▸ **INSTRUCTIONS FOR THE TASK**
With the images omitted, return all of the entries exactly as they stand.

INFORMATION PROVIDED below:

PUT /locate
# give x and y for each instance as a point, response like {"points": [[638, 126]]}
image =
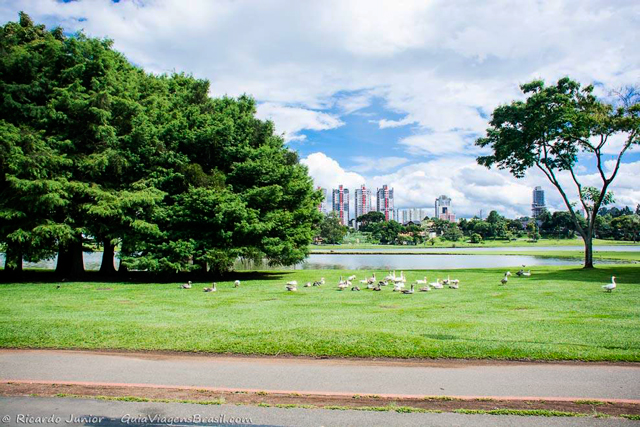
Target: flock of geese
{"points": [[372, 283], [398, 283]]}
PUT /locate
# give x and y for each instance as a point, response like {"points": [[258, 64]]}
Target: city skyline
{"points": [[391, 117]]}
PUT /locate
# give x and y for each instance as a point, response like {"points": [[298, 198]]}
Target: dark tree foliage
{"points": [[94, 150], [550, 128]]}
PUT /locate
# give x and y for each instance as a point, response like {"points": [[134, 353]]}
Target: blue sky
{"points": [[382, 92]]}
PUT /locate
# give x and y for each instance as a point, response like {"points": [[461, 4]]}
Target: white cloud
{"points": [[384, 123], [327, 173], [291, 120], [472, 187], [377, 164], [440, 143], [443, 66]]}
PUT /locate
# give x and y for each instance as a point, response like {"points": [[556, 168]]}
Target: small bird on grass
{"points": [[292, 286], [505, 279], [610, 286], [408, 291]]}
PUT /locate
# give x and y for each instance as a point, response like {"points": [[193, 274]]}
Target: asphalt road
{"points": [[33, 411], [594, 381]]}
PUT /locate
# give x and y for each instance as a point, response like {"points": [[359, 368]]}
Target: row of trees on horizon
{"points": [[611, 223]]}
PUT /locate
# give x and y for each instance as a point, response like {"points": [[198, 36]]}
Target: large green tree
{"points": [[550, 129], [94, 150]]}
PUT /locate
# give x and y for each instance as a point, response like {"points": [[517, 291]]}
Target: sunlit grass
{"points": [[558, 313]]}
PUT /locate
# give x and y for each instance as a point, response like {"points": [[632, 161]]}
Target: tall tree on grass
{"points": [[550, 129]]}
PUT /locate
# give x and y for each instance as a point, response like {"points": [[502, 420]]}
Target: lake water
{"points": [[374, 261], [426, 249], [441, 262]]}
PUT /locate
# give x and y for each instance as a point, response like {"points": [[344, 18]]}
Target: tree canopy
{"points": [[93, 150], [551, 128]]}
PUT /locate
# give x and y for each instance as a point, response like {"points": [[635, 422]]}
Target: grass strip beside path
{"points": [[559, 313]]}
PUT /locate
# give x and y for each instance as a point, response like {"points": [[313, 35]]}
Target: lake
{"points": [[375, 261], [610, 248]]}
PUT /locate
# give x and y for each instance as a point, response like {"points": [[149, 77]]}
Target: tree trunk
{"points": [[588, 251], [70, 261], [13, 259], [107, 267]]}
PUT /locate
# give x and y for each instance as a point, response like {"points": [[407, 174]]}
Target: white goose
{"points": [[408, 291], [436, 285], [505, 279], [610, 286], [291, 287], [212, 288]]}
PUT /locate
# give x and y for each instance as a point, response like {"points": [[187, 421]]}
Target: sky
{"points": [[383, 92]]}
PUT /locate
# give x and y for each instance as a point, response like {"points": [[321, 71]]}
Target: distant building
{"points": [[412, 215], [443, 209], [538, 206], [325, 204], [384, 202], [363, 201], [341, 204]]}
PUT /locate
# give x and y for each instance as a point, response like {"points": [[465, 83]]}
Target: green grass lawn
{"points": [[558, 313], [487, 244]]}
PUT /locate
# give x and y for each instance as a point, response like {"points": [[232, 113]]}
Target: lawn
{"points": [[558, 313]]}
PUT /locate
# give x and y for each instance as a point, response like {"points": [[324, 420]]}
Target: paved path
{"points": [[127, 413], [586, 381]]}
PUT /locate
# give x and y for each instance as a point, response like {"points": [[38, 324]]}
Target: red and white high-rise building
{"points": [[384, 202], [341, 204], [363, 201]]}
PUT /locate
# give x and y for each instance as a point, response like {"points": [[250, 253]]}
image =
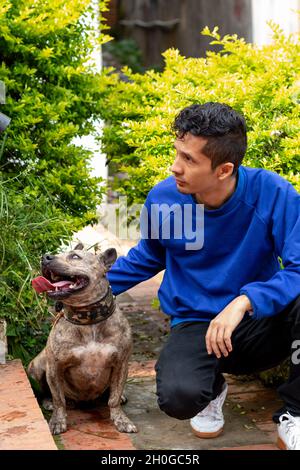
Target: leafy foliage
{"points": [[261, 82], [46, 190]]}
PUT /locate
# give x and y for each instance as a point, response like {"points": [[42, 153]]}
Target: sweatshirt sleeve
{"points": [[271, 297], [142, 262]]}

End of INFORMATION PROVIDED.

▸ **ANSWER TO THE EXERCISE**
PUT /locate
# give x and y for each instance as a point, response like {"points": [[638, 126]]}
image =
Target: flock of geese
{"points": [[372, 283], [398, 283]]}
PUT /locate
# give x and y for each instance as a point, response like {"points": [[258, 64]]}
Target: city skyline
{"points": [[391, 117]]}
PUT /locate
# give x and y for each instance as a point, response like {"points": [[298, 198]]}
Target: dark tree foliage
{"points": [[94, 150], [550, 128]]}
PUT /locate
# give x and y for each instance as a point, response like {"points": [[134, 353]]}
Target: blue sky
{"points": [[382, 92]]}
PUT /locate
# give x and y for each instance as a point, response like {"points": [[461, 4]]}
Target: white cloud
{"points": [[384, 123], [327, 173], [291, 120], [472, 187], [377, 164], [440, 143], [443, 66]]}
PUT /locate
# give x and y for each instance as a point, response like {"points": [[556, 168]]}
Target: small bird on grass
{"points": [[292, 286], [505, 279], [610, 286], [408, 291]]}
PUT /locate
# give x and y for each instance as a point, response like {"points": [[193, 274]]}
Target: asphalt road
{"points": [[33, 411], [594, 381]]}
PUT /locate
# give x and y for each instance as a point, response like {"points": [[359, 368]]}
Target: row of trees on horizon
{"points": [[611, 223]]}
PUT /locate
# give x and y for each instance as a point, response like {"points": [[198, 36]]}
Target: large green tree
{"points": [[550, 129], [94, 150]]}
PUT /locate
# give x and y for each instance as a point, response like {"points": [[517, 291]]}
Target: sunlit grass
{"points": [[558, 313]]}
PUT /locate
# give x and y for each instance as a point, response like {"points": [[632, 161]]}
Target: tall tree on grass
{"points": [[550, 129]]}
PUT /locate
# give x and y for each instance as a point, response like {"points": [[502, 420]]}
Target: lake water
{"points": [[374, 261], [426, 249], [441, 262]]}
PUT /locate
# give x and y for each instance as a point, response like {"points": [[344, 18]]}
Target: tree canopy
{"points": [[93, 150], [551, 128]]}
PUT /locate
# give x and y for each instance as a point, response like {"points": [[635, 422]]}
Target: grass strip beside path
{"points": [[559, 313]]}
PUT /locate
# give x and y for each instance as a point, response like {"points": [[313, 35]]}
Target: lake
{"points": [[375, 261], [610, 248]]}
PUT /locate
# give x and y for each instance as a point, response like {"points": [[149, 77]]}
Target: tree trunk
{"points": [[588, 251], [70, 261], [13, 259], [107, 267]]}
PUT /locate
# give x and y for each instance as a point, response like {"points": [[407, 174]]}
Target: white goose
{"points": [[408, 291], [436, 285], [505, 279], [610, 286], [291, 287], [212, 288]]}
PUT /locate
# give x and y for each instance as a point, response like {"points": [[187, 421]]}
Target: sky
{"points": [[383, 92]]}
PUT /locate
# give x and y for each instance as a point, response like {"points": [[321, 71]]}
Target: distant building
{"points": [[412, 215], [443, 209], [538, 206], [325, 204], [384, 202], [363, 201], [341, 204]]}
PUT /locate
# give x and y for each instance as a point, response like {"points": [[465, 83]]}
Target: green grass lawn
{"points": [[558, 313], [487, 244]]}
PUT /locate
# give x and y for each instance as a point, response like {"points": [[232, 113]]}
Target: lawn
{"points": [[558, 313]]}
PUT /locate
# give x and y for each instance as a point, response like {"points": [[324, 420]]}
Target: paved path
{"points": [[127, 413], [586, 381]]}
PUT /locate
# give x and y for each instance as a point, response like {"points": [[38, 324]]}
Target: red and white high-rise building
{"points": [[384, 202], [341, 204], [363, 201]]}
PUT /locate
# give x and y for each instance as a point, response like {"points": [[250, 253]]}
image =
Target: leafy foliage
{"points": [[261, 82], [46, 190]]}
PUT /locate
# give x and y for each instance as a point, response like {"points": [[42, 153]]}
Target: sweatshirt sleeve
{"points": [[271, 297], [142, 262]]}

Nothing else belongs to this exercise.